— Start of Quoted text —
A West Papuan independence leader and Nobel peace prize nominee is calling for a mass boycott of Indonesia’s upcoming elections to bring attention to their independence struggle. 

Benny Wenda was granted political asylum in the United Kingdom 16 years ago - following an escape from custody while on trial in West Papua.

In exile, he has led the campaign for the self-determination that his countrymen say they have lacked since Indonesia gained internationally-recognised control of West Papua through a disputed referendum vote 50 years ago.  

West Papuan Independence leader Benny Wenda speaks with SBS News.
West Papuan Independence leader Benny Wenda speaks with SBS News.
SBS News

Mr Wenda told SBS News from London, that he's calling for a mass boycott of Indonesia’s upcoming elections to again bring attention to a decades long independence struggle. 

“This is a critical time for our people because the election for a colonial occupied force is not legitimate,” Mr Wenda said.
— End of Quoted text —
— Start of Supplied information —
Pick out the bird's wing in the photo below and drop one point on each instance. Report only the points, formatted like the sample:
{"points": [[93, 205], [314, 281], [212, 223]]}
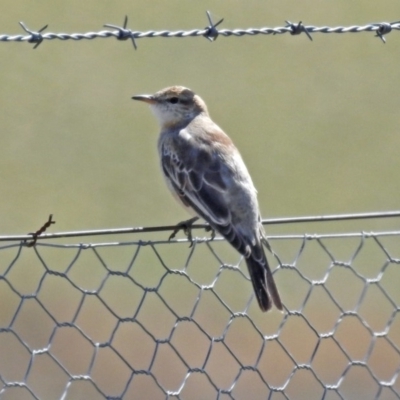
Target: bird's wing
— End of Supplied information —
▶ _Exercise instructions_:
1. According to the article on Benny Wenda, how many years ago was he granted political asylum in the United Kingdom?
2. Reproduce the stretch of the article on Benny Wenda from "Mr Wenda told SBS" through "Mr Wenda said.".

▶ _Task-by-task outputs_:
1. 16 years ago.

2.
Mr Wenda told SBS News from London, that he's calling for a mass boycott of Indonesia’s upcoming elections to again bring attention to a decades long independence struggle. 

“This is a critical time for our people because the election for a colonial occupied force is not legitimate,” Mr Wenda said.